Task prompt: Rewrite the data from its start through the line containing "[551,133,569,164]", replacing "text query" with "search phrase" and leaving everything else unchanged. Omit the pictures from the answer.

Dataset excerpts:
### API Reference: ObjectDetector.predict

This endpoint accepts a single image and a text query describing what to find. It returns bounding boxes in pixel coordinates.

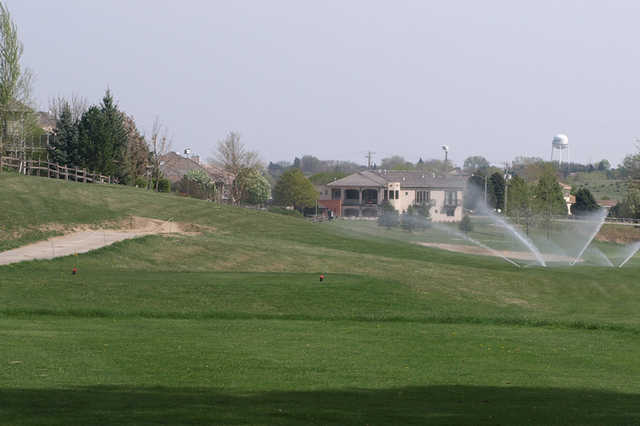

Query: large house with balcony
[326,170,467,222]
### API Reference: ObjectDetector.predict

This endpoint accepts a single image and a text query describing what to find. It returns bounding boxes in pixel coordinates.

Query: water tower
[441,145,449,163]
[551,133,569,164]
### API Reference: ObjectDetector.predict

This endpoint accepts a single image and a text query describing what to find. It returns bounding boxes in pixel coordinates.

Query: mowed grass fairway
[0,175,640,425]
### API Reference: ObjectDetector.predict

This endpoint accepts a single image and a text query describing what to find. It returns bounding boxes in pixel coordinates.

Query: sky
[12,0,640,165]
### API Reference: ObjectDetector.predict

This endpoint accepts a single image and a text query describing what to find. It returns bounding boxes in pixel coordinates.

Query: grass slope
[0,176,640,425]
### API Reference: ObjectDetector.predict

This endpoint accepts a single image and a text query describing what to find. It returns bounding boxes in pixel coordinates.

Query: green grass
[0,176,640,425]
[567,172,627,201]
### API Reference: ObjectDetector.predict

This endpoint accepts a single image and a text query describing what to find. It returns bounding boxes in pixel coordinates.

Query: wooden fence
[0,156,118,183]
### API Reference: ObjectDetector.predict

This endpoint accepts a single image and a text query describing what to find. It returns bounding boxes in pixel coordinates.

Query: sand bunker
[418,243,574,262]
[0,216,206,265]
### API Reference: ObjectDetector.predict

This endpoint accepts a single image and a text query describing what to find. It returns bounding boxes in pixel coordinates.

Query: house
[160,152,234,202]
[327,170,467,222]
[559,182,576,215]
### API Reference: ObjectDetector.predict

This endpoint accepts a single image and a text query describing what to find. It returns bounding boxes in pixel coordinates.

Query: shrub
[378,200,400,229]
[154,178,171,192]
[267,206,302,217]
[458,214,473,234]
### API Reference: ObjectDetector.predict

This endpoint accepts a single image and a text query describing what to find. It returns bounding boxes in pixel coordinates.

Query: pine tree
[571,188,600,216]
[49,104,80,166]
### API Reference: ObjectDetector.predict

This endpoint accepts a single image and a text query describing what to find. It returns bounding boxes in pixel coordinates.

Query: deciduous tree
[273,169,318,211]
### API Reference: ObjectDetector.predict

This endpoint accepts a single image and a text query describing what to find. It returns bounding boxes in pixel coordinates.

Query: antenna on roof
[441,145,449,163]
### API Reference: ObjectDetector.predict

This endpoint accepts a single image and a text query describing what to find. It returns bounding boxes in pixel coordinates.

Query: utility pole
[484,175,487,206]
[503,162,511,216]
[364,151,375,169]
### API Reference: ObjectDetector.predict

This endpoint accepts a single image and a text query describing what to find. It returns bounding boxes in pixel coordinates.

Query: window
[416,191,431,204]
[444,191,458,206]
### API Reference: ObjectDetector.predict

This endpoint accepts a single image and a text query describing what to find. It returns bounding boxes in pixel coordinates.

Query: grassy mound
[0,176,640,425]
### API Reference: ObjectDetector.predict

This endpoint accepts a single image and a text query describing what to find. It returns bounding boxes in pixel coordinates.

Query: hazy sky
[12,0,640,164]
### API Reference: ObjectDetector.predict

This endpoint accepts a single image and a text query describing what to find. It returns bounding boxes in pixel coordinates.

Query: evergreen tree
[571,188,600,216]
[534,171,567,215]
[464,175,484,210]
[458,214,473,234]
[79,90,128,179]
[99,90,128,178]
[49,104,80,166]
[273,168,318,211]
[75,105,105,173]
[507,175,532,223]
[487,172,504,210]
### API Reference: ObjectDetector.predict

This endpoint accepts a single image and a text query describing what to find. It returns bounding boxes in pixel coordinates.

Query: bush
[154,178,171,192]
[134,176,148,188]
[176,170,215,200]
[267,206,302,217]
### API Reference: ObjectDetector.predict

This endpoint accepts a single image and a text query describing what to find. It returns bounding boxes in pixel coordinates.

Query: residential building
[327,170,467,222]
[160,152,234,202]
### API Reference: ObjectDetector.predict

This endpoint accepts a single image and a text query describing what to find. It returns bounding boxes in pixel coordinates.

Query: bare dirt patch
[0,216,210,265]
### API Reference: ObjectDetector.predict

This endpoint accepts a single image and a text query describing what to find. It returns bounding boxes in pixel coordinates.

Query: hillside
[567,172,627,201]
[0,175,640,424]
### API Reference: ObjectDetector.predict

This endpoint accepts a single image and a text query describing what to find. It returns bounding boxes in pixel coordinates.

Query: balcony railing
[342,198,378,207]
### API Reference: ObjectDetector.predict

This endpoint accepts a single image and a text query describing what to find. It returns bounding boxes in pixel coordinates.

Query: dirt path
[0,216,200,265]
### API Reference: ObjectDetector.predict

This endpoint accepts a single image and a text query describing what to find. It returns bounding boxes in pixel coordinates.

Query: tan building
[327,170,467,222]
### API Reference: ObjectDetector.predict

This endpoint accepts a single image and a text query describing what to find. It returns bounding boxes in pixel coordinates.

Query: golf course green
[0,174,640,425]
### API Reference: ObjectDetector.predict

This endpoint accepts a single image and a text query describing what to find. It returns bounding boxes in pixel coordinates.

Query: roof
[160,152,233,184]
[327,170,388,186]
[328,170,467,189]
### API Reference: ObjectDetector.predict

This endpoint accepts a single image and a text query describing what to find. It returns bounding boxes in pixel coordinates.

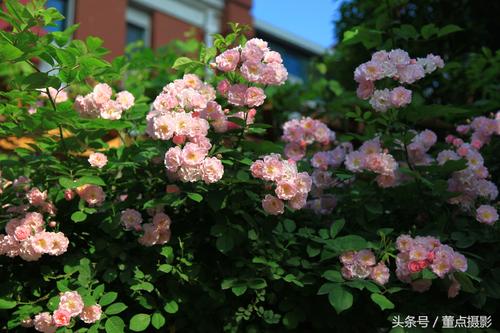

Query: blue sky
[252,0,341,47]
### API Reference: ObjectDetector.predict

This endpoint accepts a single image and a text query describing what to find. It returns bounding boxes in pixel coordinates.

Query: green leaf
[23,72,61,89]
[328,284,353,313]
[420,23,439,39]
[99,291,118,306]
[129,313,151,332]
[104,303,128,315]
[158,264,173,273]
[322,270,344,282]
[187,192,203,202]
[370,294,394,310]
[104,317,125,333]
[130,282,155,293]
[59,177,75,188]
[163,300,179,313]
[236,170,250,182]
[326,235,368,252]
[317,283,337,295]
[76,176,106,187]
[395,24,418,40]
[0,42,23,62]
[151,312,165,330]
[71,211,87,222]
[438,24,463,37]
[0,298,17,310]
[330,219,345,238]
[85,36,103,51]
[248,278,267,289]
[231,286,247,296]
[215,233,234,253]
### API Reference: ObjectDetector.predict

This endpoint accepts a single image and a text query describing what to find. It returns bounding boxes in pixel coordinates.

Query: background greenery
[0,0,500,333]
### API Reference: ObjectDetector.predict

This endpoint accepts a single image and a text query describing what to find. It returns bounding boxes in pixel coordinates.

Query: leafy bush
[0,0,500,333]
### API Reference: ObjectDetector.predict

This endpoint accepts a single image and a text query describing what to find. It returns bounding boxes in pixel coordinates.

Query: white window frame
[126,6,151,47]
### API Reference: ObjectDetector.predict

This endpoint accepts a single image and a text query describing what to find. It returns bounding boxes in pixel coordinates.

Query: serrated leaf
[322,270,344,282]
[420,23,439,39]
[0,42,23,62]
[99,291,118,306]
[187,192,203,202]
[438,24,463,37]
[151,312,165,330]
[163,300,179,313]
[231,286,247,296]
[104,317,125,333]
[330,219,345,238]
[128,313,151,332]
[370,294,394,310]
[104,303,128,315]
[328,284,353,313]
[0,298,17,310]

The reply:
### API Reference: ObjectDetector.predict

This endpoint accepts a single image and a search phrase describing what to find. It returns bounding boxes in pixel coordinates.


Query: large house with balcony
[326,170,467,222]
### API Reference: ObjectDetector.predict

This endpoint accepts a single image and a search phrase describing what to find. It returns bounding boxes in pixel coordinates.

Query: water tower
[441,145,449,163]
[551,133,569,164]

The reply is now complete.